* [Work request] Each entry below should be returned exactly as is, with the pictures removed.
Start of Block
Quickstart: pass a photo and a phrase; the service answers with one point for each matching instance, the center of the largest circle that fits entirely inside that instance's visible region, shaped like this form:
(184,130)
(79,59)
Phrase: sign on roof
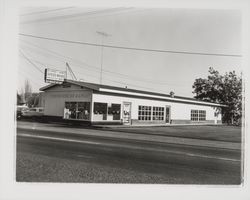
(54,76)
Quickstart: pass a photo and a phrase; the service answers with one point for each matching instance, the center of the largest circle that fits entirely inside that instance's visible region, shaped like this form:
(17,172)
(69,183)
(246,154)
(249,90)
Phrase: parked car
(33,112)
End of Block
* [Answer box]
Quickstart: pass a photo and a phrase; the service answers with one point for each matching instance, the center of the largest circle that fits entirely inside that instance's visible region, shaped like this form:
(184,130)
(79,59)
Phrase: sign on roof
(54,76)
Quickstart: pass a photo and a phrase; the service answers with one point for each matching instance, the center of the largest circle that fits entirely inside that instance's visible region, shaped like this form:
(17,172)
(69,183)
(246,154)
(249,90)
Phrase: parked car
(33,112)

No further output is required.